▶ _CHALLENGE_:
Reproduce each of the entries below verbatim, without changing a single character.

▶ _Entries_:
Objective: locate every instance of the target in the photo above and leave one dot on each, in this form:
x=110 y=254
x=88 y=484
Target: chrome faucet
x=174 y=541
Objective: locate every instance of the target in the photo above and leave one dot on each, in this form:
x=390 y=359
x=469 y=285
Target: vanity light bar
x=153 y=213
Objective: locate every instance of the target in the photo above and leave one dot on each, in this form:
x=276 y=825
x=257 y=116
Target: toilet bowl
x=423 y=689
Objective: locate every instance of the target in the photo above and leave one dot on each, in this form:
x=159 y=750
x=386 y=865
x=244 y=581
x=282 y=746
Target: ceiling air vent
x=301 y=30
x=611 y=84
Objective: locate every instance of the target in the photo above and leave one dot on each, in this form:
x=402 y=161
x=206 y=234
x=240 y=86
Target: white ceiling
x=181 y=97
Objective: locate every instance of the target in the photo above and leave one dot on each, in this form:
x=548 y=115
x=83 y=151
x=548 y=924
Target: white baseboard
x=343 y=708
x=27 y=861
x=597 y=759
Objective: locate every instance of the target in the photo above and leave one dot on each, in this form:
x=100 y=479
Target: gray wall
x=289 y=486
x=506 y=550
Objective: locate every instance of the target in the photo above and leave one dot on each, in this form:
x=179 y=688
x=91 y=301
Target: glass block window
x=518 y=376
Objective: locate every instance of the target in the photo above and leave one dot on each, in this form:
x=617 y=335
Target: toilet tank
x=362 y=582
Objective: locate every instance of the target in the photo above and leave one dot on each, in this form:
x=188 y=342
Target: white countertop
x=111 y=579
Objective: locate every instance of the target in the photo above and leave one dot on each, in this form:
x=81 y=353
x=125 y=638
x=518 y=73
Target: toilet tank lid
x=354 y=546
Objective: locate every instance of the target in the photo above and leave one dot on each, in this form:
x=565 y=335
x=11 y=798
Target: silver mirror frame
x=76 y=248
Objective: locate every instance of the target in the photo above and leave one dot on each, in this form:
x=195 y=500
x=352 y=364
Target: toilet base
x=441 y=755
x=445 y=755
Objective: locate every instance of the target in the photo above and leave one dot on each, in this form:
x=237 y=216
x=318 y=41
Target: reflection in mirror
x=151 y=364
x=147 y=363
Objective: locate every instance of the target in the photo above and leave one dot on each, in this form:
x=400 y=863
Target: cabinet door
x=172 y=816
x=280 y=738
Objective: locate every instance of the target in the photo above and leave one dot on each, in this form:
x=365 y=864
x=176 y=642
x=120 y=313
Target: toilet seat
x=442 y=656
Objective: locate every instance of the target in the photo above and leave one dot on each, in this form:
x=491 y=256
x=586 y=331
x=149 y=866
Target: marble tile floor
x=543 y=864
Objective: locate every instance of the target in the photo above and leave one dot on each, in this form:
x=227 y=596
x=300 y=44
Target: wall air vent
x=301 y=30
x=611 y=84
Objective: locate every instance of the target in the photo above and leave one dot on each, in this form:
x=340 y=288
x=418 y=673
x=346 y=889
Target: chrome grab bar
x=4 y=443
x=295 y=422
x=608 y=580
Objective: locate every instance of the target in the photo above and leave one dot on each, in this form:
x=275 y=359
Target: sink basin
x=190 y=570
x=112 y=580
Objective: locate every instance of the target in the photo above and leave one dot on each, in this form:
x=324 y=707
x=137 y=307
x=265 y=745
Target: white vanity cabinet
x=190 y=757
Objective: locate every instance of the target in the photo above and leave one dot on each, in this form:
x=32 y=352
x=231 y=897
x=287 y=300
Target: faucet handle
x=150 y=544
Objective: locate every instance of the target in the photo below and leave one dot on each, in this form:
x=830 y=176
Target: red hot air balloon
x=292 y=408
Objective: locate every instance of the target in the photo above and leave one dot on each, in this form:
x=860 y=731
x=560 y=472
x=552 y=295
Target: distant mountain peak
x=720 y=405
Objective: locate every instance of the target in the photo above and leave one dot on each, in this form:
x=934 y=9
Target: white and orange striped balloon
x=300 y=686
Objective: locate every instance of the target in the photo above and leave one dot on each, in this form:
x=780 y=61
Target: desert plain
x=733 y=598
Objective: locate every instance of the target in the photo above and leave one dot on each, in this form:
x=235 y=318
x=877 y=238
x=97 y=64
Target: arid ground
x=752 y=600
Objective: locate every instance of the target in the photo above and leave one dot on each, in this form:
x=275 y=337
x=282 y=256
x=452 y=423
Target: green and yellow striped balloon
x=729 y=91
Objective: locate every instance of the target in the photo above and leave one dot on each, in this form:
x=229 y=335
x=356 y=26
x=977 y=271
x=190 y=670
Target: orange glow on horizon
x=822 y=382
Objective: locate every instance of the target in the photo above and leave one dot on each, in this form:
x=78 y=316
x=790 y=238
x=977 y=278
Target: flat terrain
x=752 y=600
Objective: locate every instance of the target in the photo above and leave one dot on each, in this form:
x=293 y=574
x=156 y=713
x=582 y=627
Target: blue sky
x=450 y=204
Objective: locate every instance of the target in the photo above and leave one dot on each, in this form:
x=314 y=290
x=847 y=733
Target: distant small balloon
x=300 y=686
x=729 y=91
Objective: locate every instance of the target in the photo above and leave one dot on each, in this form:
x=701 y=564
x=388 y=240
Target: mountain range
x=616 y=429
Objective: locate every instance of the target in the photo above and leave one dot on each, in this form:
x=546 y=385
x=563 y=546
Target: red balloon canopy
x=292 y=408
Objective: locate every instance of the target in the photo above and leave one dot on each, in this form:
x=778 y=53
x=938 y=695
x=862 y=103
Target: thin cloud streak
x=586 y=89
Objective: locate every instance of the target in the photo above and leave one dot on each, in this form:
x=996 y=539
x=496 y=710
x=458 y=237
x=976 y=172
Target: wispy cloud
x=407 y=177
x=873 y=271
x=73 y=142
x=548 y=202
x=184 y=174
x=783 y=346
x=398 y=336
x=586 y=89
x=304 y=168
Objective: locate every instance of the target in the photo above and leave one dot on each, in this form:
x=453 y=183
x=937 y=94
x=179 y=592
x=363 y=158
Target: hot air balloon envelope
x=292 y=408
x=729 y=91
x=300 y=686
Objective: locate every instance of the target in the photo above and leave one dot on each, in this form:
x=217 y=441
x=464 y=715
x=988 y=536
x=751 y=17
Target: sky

▶ _OUTPUT OF THE TASK_:
Objective: locate every instance of the target in the photo above and leave one dot on each, in this form:
x=110 y=254
x=88 y=484
Target: chrome faucet
x=174 y=541
Objective: locate every instance of the target in the photo above and leave one dot on each, in this form:
x=390 y=359
x=469 y=285
Target: vanity light bar
x=153 y=213
Objective: locate every instance of the target in the photo above and leave one dot on each, in this form:
x=276 y=825
x=257 y=116
Target: toilet bowl
x=423 y=689
Objective: locate every instance of the target in the photo above and leave one dot on each, in this form:
x=159 y=750
x=386 y=865
x=244 y=581
x=282 y=746
Target: ceiling air vent
x=301 y=30
x=611 y=84
Objective: locate every instance of the target in the photo above and leave one dot on each, in this form:
x=402 y=161
x=206 y=234
x=240 y=86
Target: white ceiling
x=181 y=97
Objective: locate every instance of the target in the photo above and leave one dot on each, in this form:
x=548 y=115
x=83 y=151
x=548 y=924
Target: white baseboard
x=343 y=708
x=27 y=861
x=597 y=759
Objective: locate every instance of the target in the photo above and leave one dot on each, in this form:
x=100 y=479
Target: gray wall
x=289 y=486
x=506 y=550
Objective: locate every instance of the target in the photo above and leave one dot on each, in this form:
x=179 y=688
x=91 y=301
Target: glass block window
x=518 y=376
Objective: locate every instance of the target in the photo above and leave one dot on each, in this form:
x=617 y=335
Target: toilet tank
x=362 y=582
Objective: locate every instance of the target in the photo above and leave one dot on each, in this form:
x=188 y=342
Target: white countertop
x=111 y=579
Objective: locate every instance of the target in the photo above and leave one dot on each, in this form:
x=81 y=353
x=125 y=638
x=518 y=73
Target: toilet tank lid
x=354 y=546
Objective: locate every instance of the target in the photo above and leave one dot on each, in this form:
x=565 y=335
x=11 y=798
Target: silver mirror frame
x=76 y=248
Objective: locate every instance of the target in the photo above and leave one dot on each, in this form:
x=195 y=500
x=352 y=364
Target: toilet base
x=441 y=755
x=445 y=755
Objective: locate every instance of the target in the photo above and leave one dot on each, in this form:
x=237 y=216
x=318 y=41
Target: reflection in mirror
x=151 y=364
x=147 y=363
Objective: locate every instance of the target in the photo above and leave one dot on each, in this form:
x=400 y=863
Target: cabinet door
x=172 y=816
x=280 y=738
Objective: locate every instance of the target in the photo above and leave one dot on each, in this form:
x=365 y=864
x=176 y=642
x=120 y=313
Target: toilet seat
x=442 y=656
Objective: locate every instance of the target in the photo above and leave one dot on each, in this form:
x=491 y=256
x=586 y=331
x=149 y=866
Target: marble tile floor
x=543 y=864
Objective: locate every instance of the target in the photo above and leave one dot on each, in this form:
x=227 y=596
x=300 y=44
Target: wall air vent
x=301 y=30
x=611 y=84
Objective: locate every instance of the target in the photo above and leave one dot on each, in this form:
x=340 y=288
x=418 y=673
x=346 y=889
Target: chrome grab bar
x=4 y=443
x=295 y=422
x=608 y=580
Objective: locate every instance of the target in the photo above and leave one dot on each, in this form:
x=275 y=359
Target: sink basin
x=190 y=570
x=112 y=580
Objective: locate every instance of the target in the photo above and leave one dot on each, in this form:
x=324 y=707
x=137 y=307
x=265 y=745
Target: white vanity cabinet
x=190 y=757
Objective: locate every instance of the target in the photo above and leave one dot on each, in this form:
x=32 y=352
x=231 y=897
x=287 y=300
Target: faucet handle
x=150 y=544
Objective: locate every instance of the target in the photo below and leave one dot on each, in this form:
x=830 y=176
Target: red hot air balloon
x=292 y=408
Objective: locate every instance of the target in the photo above and leave one dot on each, in this form:
x=860 y=731
x=560 y=472
x=552 y=295
Target: distant mountain peak
x=720 y=405
Objective: locate every instance of the target in the photo above and leave one dot on each, in this form:
x=934 y=9
Target: white and orange striped balloon
x=300 y=686
Objective: locate every instance of the target in the photo above and leave one dot on each, in this form:
x=780 y=61
Target: desert plain
x=733 y=598
Objective: locate every instance of the target in the photo above and leave one dot on each, in this form:
x=235 y=318
x=877 y=238
x=97 y=64
Target: arid ground
x=752 y=600
Objective: locate every instance of the target in the photo above and leave one dot on each, in this form:
x=275 y=337
x=282 y=256
x=452 y=423
Target: green and yellow striped balloon
x=729 y=91
Objective: locate every instance of the target in the photo above and leave one dot on each, in this form:
x=229 y=335
x=356 y=26
x=977 y=271
x=190 y=670
Target: orange glow on horizon
x=822 y=382
Objective: locate every instance of the target in the photo above and leave one dot on each, in this form:
x=78 y=316
x=790 y=238
x=977 y=278
Target: flat terrain
x=752 y=600
Objective: locate every instance of the target in the photo above and leave one dot on each, in this form:
x=293 y=574
x=156 y=713
x=582 y=627
Target: blue sky
x=450 y=204
Objective: locate every instance of the target in the photo above and leave one dot on each, in this form:
x=314 y=290
x=847 y=733
Target: distant small balloon
x=300 y=686
x=729 y=91
Objective: locate every instance of the target in the photo above and leave one dot on each, in this form:
x=701 y=564
x=388 y=240
Target: mountain range
x=616 y=429
Objective: locate every instance of the target in the photo above and leave one dot on each, in this form:
x=546 y=385
x=563 y=546
Target: red balloon canopy
x=292 y=408
Objective: locate every instance of the target in the photo above and leave one dot on each, in this form:
x=778 y=53
x=938 y=695
x=862 y=103
Target: thin cloud streak
x=586 y=89
Objective: locate every instance of the target in the photo above and leave one dot on each, in this form:
x=996 y=539
x=496 y=710
x=458 y=237
x=976 y=172
Target: wispy cloud
x=407 y=177
x=873 y=271
x=73 y=142
x=548 y=202
x=184 y=174
x=783 y=346
x=398 y=336
x=586 y=89
x=304 y=168
Objective: locate every instance of the target in the photo above and leave one dot on each, in this form:
x=453 y=183
x=937 y=94
x=179 y=592
x=363 y=158
Target: hot air balloon envelope
x=292 y=408
x=729 y=91
x=300 y=686
Objective: locate every instance of the target in the photo above and leave one dot on each, in this form:
x=217 y=441
x=464 y=715
x=988 y=536
x=751 y=17
Target: sky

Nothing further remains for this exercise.